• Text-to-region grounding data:
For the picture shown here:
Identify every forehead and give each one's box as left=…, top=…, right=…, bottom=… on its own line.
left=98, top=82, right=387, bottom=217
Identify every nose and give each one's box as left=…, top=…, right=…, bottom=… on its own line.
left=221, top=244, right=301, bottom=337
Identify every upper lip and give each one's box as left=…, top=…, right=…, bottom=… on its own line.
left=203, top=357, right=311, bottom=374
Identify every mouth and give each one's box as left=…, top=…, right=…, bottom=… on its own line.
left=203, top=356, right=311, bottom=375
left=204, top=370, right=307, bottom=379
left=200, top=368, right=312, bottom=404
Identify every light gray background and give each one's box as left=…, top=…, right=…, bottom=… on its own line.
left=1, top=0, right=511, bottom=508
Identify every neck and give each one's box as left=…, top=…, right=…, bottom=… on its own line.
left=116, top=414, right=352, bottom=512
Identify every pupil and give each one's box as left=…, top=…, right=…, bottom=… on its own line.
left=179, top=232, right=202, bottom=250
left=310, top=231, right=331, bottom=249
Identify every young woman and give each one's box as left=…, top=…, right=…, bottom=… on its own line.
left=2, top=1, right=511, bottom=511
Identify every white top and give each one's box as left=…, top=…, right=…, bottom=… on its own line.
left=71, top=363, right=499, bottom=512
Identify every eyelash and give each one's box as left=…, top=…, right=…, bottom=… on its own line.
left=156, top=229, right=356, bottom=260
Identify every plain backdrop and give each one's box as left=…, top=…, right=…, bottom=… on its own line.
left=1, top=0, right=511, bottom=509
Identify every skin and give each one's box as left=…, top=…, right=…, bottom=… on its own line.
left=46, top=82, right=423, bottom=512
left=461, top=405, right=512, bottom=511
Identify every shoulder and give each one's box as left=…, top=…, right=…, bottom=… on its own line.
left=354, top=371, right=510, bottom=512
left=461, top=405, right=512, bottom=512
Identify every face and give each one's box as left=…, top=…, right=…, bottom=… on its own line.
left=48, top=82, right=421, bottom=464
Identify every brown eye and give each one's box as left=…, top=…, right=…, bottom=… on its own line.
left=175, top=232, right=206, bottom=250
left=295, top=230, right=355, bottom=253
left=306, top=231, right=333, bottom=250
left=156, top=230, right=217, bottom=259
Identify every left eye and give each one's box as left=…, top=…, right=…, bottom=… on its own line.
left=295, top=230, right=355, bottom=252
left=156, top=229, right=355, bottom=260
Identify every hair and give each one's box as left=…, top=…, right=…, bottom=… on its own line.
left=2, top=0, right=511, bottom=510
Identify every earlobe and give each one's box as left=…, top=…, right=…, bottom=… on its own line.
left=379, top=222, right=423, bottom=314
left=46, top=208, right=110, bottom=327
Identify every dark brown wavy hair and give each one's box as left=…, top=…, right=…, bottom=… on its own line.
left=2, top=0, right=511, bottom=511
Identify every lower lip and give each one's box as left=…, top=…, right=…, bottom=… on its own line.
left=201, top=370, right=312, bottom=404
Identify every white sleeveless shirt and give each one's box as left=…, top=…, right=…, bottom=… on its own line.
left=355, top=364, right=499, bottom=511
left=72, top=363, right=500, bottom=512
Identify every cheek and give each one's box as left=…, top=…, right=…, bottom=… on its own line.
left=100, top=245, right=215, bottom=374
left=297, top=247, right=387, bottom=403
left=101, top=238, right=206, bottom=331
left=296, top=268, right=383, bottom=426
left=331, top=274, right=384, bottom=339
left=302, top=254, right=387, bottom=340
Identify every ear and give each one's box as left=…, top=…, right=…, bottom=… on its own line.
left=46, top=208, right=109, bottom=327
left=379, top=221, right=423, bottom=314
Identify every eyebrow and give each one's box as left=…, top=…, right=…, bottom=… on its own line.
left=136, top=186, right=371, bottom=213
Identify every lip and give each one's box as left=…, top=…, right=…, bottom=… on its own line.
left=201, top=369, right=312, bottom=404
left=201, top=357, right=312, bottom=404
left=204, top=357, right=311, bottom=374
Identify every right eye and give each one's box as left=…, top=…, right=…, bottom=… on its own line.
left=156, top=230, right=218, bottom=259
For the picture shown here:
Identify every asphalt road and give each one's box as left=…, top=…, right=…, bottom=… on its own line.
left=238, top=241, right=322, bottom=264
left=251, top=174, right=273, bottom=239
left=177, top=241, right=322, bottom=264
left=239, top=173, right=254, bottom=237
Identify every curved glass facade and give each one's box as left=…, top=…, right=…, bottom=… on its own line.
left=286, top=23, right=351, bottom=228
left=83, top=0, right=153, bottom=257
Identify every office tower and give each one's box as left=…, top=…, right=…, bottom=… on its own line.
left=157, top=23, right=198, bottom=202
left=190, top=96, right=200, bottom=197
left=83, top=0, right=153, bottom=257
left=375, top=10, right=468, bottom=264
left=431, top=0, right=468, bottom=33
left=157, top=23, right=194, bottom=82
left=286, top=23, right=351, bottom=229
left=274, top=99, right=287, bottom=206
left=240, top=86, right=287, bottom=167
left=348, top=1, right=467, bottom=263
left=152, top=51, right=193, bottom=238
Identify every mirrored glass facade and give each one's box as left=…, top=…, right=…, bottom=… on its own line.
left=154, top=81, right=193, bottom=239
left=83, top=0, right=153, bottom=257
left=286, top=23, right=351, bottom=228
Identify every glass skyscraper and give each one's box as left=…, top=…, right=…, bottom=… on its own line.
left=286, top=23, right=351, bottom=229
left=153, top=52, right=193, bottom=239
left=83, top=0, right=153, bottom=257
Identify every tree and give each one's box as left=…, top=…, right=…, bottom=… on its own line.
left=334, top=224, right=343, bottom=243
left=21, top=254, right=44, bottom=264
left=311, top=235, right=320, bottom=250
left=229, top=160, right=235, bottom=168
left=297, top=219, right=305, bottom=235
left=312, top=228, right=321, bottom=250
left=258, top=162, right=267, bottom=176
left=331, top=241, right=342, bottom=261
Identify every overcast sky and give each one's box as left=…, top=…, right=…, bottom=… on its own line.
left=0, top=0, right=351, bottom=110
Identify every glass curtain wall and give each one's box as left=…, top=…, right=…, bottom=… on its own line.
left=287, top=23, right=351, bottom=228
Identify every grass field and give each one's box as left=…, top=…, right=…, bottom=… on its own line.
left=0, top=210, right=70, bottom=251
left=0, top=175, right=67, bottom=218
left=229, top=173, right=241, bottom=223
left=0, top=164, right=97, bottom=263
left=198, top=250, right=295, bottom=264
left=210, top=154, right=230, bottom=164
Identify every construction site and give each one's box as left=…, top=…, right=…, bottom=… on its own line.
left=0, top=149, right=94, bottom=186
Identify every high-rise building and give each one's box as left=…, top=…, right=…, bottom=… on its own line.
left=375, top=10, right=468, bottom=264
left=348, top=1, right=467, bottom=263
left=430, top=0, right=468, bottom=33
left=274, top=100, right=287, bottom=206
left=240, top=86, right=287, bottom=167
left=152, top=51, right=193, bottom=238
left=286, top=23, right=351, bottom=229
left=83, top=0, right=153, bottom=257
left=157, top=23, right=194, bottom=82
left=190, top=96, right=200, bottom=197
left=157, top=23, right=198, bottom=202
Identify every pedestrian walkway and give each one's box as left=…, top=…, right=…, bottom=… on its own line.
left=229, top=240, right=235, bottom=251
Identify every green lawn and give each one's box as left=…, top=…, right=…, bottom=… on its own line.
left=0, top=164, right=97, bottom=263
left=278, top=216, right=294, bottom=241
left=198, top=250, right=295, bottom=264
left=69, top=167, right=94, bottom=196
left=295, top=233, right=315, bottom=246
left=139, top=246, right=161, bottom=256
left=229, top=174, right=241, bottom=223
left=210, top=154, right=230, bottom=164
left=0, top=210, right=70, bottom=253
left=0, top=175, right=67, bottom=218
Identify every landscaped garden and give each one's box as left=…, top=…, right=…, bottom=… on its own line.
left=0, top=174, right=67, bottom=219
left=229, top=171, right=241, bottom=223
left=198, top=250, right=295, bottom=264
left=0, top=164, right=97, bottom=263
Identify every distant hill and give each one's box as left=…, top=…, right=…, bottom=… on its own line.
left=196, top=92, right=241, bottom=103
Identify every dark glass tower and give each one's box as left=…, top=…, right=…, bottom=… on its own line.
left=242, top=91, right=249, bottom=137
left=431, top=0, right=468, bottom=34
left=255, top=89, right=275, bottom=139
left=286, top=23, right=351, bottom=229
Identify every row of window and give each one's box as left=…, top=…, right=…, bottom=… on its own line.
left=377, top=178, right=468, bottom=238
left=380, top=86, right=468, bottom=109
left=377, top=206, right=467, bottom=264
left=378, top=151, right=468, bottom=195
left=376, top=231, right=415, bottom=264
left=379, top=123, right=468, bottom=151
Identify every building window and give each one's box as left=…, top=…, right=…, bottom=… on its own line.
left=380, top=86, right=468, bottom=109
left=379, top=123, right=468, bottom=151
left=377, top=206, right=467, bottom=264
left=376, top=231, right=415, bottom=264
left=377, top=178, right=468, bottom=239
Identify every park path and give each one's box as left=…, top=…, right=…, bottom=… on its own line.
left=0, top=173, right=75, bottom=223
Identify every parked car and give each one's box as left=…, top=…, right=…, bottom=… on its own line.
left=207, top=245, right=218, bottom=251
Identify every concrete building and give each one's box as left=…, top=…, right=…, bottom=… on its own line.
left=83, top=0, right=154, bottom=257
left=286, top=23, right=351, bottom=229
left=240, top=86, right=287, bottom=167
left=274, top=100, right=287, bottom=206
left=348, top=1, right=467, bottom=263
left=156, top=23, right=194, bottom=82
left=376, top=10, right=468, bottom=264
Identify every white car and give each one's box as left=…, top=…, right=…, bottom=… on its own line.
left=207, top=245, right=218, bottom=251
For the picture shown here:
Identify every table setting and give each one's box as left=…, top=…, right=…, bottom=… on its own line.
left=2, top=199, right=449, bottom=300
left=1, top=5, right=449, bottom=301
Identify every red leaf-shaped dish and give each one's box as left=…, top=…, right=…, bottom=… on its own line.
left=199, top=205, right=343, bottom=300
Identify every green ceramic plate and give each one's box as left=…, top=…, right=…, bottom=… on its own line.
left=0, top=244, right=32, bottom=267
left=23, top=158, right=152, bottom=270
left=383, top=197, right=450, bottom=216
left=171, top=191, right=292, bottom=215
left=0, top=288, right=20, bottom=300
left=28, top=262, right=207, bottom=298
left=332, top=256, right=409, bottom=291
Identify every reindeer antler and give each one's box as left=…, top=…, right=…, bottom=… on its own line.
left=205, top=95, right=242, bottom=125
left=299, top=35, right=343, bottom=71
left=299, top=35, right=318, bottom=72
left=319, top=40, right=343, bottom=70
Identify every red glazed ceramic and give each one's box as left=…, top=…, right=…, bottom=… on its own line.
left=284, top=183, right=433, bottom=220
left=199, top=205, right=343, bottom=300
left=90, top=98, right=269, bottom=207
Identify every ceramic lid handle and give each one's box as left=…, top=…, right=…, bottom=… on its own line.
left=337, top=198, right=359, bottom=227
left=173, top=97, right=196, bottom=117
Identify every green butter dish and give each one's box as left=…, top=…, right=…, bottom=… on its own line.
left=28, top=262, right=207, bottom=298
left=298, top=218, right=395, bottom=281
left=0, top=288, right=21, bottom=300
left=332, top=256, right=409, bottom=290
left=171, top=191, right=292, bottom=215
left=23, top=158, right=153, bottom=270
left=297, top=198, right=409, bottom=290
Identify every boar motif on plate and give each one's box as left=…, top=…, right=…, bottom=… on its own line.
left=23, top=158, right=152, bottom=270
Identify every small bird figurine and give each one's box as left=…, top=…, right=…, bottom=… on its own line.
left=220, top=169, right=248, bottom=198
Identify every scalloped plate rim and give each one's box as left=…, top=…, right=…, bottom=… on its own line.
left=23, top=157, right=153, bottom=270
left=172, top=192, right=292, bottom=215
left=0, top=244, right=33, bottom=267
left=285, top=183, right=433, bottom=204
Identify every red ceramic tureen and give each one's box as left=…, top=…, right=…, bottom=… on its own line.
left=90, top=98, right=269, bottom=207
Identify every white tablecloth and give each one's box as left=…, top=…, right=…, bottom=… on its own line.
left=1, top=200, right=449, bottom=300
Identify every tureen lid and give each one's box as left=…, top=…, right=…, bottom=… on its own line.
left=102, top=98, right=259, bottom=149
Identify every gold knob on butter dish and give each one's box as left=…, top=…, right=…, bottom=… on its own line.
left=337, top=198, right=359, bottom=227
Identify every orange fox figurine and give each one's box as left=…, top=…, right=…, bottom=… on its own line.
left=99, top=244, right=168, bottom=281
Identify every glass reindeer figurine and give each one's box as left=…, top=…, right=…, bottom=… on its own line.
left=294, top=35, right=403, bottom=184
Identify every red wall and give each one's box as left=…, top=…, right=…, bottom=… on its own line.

• TASK PROMPT: Restate word for word the lines above, beginning with the one that contains "Identify every orange" and ending with the last line.

• TASK ANSWER:
Identify every orange fox figurine and give each one's box as left=…, top=…, right=…, bottom=… on its own line.
left=99, top=244, right=168, bottom=281
Identify every glass reindeer figurine and give each one's box as left=…, top=…, right=…, bottom=… on its own line.
left=294, top=35, right=403, bottom=184
Identify every red wall and give each one's box as left=…, top=…, right=…, bottom=… on its own line.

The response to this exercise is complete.